> [Problem description] Once the pictures are set aside, repeat all of the data below exactly.

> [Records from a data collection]
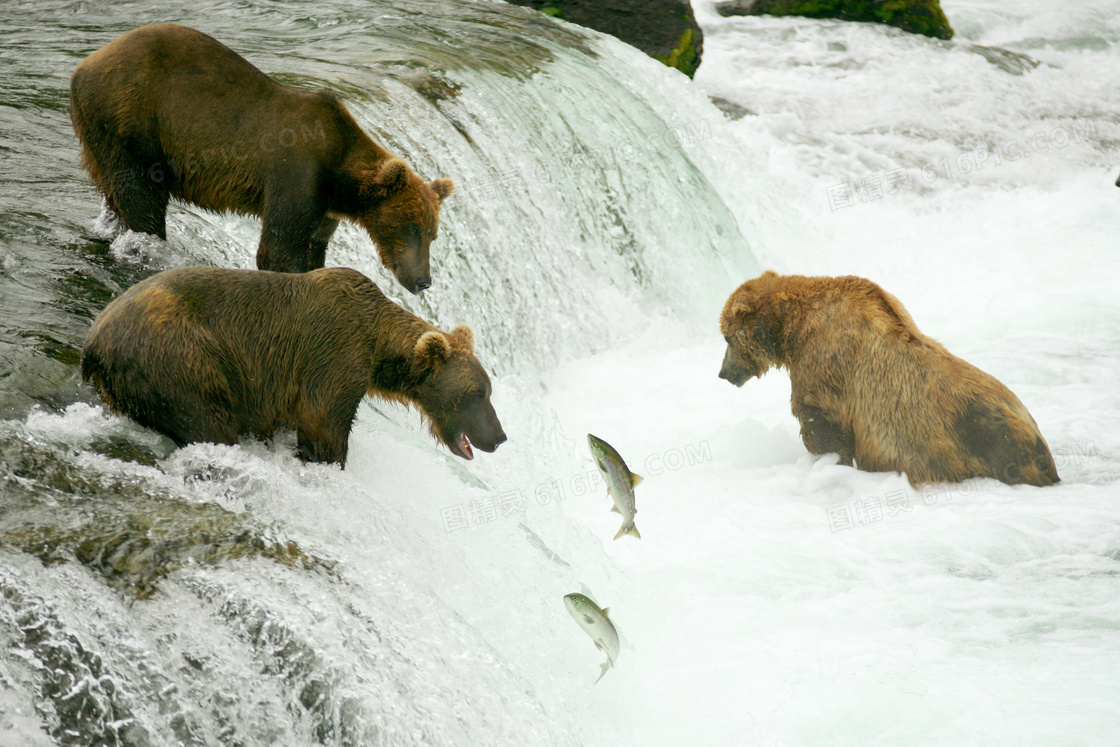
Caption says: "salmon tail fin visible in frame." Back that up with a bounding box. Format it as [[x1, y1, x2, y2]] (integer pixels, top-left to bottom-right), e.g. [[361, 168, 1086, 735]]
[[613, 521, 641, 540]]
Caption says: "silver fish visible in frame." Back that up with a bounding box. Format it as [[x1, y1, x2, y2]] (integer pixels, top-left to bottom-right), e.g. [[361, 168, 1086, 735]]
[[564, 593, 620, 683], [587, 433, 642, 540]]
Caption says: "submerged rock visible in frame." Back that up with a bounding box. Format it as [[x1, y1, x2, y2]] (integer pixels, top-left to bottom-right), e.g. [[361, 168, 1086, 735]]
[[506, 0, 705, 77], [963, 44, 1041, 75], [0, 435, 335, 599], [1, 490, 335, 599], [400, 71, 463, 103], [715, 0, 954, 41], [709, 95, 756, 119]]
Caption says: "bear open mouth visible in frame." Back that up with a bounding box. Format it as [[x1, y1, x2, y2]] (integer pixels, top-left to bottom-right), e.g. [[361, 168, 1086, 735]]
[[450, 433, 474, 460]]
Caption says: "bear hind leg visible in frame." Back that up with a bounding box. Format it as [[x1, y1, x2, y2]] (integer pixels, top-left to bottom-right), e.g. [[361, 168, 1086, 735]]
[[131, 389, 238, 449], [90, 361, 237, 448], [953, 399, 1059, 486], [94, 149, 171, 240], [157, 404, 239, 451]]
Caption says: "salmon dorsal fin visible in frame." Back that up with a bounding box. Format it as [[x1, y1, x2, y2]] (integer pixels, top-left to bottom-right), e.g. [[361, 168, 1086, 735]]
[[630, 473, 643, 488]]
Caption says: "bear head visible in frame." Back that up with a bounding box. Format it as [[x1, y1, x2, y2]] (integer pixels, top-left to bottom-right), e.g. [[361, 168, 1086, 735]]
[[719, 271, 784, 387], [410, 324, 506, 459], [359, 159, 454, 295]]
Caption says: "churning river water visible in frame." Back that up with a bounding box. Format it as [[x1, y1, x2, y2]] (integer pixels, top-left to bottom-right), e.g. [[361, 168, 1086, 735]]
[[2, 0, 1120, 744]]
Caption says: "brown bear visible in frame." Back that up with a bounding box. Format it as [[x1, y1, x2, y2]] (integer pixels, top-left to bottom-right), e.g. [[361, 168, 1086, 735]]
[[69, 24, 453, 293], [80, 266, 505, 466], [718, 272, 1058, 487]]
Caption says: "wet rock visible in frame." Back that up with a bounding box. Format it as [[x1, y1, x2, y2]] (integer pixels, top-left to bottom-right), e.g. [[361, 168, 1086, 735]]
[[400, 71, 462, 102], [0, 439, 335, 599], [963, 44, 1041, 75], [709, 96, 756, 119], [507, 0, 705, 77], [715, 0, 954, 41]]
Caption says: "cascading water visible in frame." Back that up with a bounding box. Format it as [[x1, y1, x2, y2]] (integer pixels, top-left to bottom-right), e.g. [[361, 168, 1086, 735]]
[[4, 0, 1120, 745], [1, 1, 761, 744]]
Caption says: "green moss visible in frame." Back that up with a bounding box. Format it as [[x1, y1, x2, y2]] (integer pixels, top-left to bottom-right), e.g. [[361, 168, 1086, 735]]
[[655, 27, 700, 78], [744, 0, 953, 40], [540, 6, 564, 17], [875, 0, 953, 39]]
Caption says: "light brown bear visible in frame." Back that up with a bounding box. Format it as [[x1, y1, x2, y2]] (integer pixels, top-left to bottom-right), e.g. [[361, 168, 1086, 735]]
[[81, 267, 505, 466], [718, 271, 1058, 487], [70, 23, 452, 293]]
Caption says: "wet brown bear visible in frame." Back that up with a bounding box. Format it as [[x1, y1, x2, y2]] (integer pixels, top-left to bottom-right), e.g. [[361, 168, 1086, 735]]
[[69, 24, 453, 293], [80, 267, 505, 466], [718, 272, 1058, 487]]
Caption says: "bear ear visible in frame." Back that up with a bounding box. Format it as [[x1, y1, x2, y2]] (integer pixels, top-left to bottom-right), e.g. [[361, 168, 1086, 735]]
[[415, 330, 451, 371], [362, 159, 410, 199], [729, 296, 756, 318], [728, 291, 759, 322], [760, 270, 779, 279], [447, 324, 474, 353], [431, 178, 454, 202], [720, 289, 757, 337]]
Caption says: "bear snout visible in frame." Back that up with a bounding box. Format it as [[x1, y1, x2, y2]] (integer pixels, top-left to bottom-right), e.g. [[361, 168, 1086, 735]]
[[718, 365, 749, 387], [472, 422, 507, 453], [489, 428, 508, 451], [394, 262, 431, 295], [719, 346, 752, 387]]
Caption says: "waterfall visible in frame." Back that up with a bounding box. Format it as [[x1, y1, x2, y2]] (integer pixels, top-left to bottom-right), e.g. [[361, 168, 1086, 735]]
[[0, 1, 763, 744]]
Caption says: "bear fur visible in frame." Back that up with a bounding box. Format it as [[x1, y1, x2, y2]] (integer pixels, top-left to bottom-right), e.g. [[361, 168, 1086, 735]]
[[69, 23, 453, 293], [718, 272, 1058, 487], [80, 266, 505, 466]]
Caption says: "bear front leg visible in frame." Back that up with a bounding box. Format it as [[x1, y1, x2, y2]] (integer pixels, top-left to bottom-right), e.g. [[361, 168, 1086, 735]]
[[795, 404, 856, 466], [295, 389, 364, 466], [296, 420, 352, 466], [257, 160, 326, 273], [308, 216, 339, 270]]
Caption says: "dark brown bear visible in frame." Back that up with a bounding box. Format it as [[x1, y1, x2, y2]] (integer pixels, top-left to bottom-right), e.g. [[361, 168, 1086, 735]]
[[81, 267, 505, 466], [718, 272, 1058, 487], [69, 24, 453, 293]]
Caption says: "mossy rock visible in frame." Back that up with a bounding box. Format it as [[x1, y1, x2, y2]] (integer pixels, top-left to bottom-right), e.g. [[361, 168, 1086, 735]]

> [Completed exercise]
Caption says: "salmon tail fin visible in frame." Back that up with a bounding box. Format it as [[x1, y1, x2, y2]] (integer pixels, top-left to bottom-right), e.g. [[361, 168, 1086, 735]]
[[613, 521, 641, 540]]
Caption says: "silver fish visible in frame." Back that up with a bounding box. Format it as [[x1, y1, x2, y2]] (integer pixels, top-left to bottom-right), e.g. [[361, 168, 1086, 735]]
[[564, 593, 620, 683], [587, 433, 642, 540]]
Caption says: "submerged rock visible in frame." Back that up with a bounding box. Format it as [[x1, y1, x2, y2]] (integer pixels, top-left to bottom-right), e.g. [[361, 168, 1086, 735]]
[[506, 0, 705, 77], [963, 44, 1041, 75], [0, 435, 335, 599], [1, 490, 335, 599], [400, 71, 463, 103], [715, 0, 954, 41], [709, 95, 756, 119]]
Caption says: "bear open mouth visible in frame." Back that up with a bounding box. Format it as [[x1, y1, x2, y2]] (integer pixels, top-left to bottom-right), e.g. [[361, 168, 1086, 735]]
[[450, 433, 474, 460]]
Caption says: "bear hind leg visible in frame." Back that up with a bounding box. Format it as [[x1, y1, x2, y2]] (integer pixels, top-left to bottom-right), e.g. [[361, 168, 1086, 735]]
[[131, 389, 238, 449], [90, 361, 237, 448], [953, 399, 1059, 486], [94, 149, 171, 240], [157, 404, 239, 451]]
Caption says: "salmon dorsal fin visible in frame." Back that up with a bounding box. Format it as [[x1, y1, x2, y2]] (integer pixels, top-left to bottom-right), e.g. [[361, 168, 1086, 735]]
[[630, 473, 643, 488]]
Caption says: "bear head visible in frame." Back that up with a bounding box. Format it as [[x1, y1, x2, y2]] (integer pixels, top-left to bottom-right), e.g. [[361, 168, 1086, 735]]
[[719, 271, 784, 387], [410, 324, 506, 459], [359, 159, 454, 295]]
Caption says: "churning river water visible in frame." Back that up with a bounding box. Format it as [[x1, y1, x2, y2]] (integer pixels, top-left to bottom-right), e.g. [[361, 168, 1086, 735]]
[[2, 0, 1120, 744]]
Caption says: "brown bear visible in frame." Back that up with a bounding box. Format it as [[x1, y1, x2, y2]] (integer pixels, top-left to bottom-right), e.g. [[361, 168, 1086, 735]]
[[69, 24, 453, 293], [80, 266, 505, 466], [718, 272, 1058, 487]]
Caption says: "wet rock visible in frame." Back that up with a bounding box. Format it as [[x1, y1, x2, y2]] (integer pixels, top-left to bottom-right), e.g. [[361, 168, 1086, 735]]
[[400, 71, 462, 102], [0, 439, 335, 599], [963, 44, 1041, 75], [709, 96, 756, 119], [507, 0, 705, 77], [715, 0, 954, 41]]
Caption says: "cascading water visible in frame." Back that up with a bounding box. Format it as [[x1, y1, x2, y2]] (integer pixels, top-left to bottom-right), e.g. [[361, 168, 1086, 735]]
[[4, 0, 1120, 745], [1, 1, 761, 744]]
Caption says: "green moss visible in frame." Back that up with a bounding box. Format it as [[x1, y1, x2, y2]] (integer pixels, top-left to bottom-right), e.g. [[361, 168, 1086, 735]]
[[655, 27, 700, 78], [744, 0, 953, 40], [540, 6, 564, 17], [875, 0, 953, 39]]
Caption says: "light brown bear visible in frame." Back that up with a bounding box. Format it as [[x1, y1, x2, y2]] (integer pixels, top-left to bottom-right), e.g. [[361, 168, 1086, 735]]
[[81, 267, 505, 466], [718, 271, 1058, 487], [70, 23, 452, 293]]
Caption says: "wet brown bear visible in frame." Back that up with a bounding box. Format it as [[x1, y1, x2, y2]] (integer pixels, top-left to bottom-right), e.g. [[361, 168, 1086, 735]]
[[69, 24, 453, 293], [80, 267, 505, 466], [718, 272, 1058, 487]]
Caption says: "bear ear visible in frame." Back that up with a bounding box. Format it as [[x1, y1, x2, y2]] (integer pixels, top-left to bottom-right), e.g. [[361, 168, 1086, 735]]
[[415, 330, 451, 371], [362, 159, 410, 199], [729, 296, 756, 318], [728, 291, 759, 322], [760, 270, 779, 279], [447, 324, 474, 353], [431, 178, 454, 202], [720, 289, 757, 337]]
Caption says: "bear snout visible in frame." Back that up with a bounding box. Format it as [[x1, y1, x2, y2]] (integer pixels, top-left to bottom-right), e.g. [[361, 168, 1086, 735]]
[[718, 365, 749, 387], [472, 422, 507, 453], [489, 428, 508, 451], [394, 262, 431, 295], [719, 346, 752, 387]]
Caption says: "waterfall visible in frame." Back that up with a bounding box. Format it as [[x1, y1, x2, y2]] (integer pixels, top-left to bottom-right), e.g. [[361, 168, 1086, 735]]
[[0, 1, 763, 744]]
Caption says: "bear fur visible in frame." Back that up with a bounding box. Format it as [[x1, y1, x2, y2]] (integer pixels, top-left to bottom-right), e.g. [[361, 168, 1086, 735]]
[[69, 23, 453, 293], [718, 272, 1058, 487], [80, 266, 505, 466]]
Caption says: "bear front leg visible in frame." Back that up with a bounding box. Format it as [[x1, y1, x2, y2]] (integer pixels, top-left to bottom-right), e.g. [[361, 168, 1086, 735]]
[[795, 404, 856, 466], [295, 389, 364, 466], [296, 420, 352, 466], [257, 160, 326, 273], [308, 216, 339, 270]]
Caption says: "dark brown bear visible in frame." Back that up with a bounding box. Format it as [[x1, y1, x2, y2]] (integer pixels, top-left to bottom-right), e.g. [[361, 168, 1086, 735]]
[[81, 267, 505, 466], [718, 272, 1058, 487], [69, 24, 453, 293]]
Caption says: "mossy rock visible in frame." Back that up with a bounding box. Format it as [[x1, y1, x2, y2]] (integer pixels, top-left to bottom-right), e.g. [[361, 168, 1086, 735]]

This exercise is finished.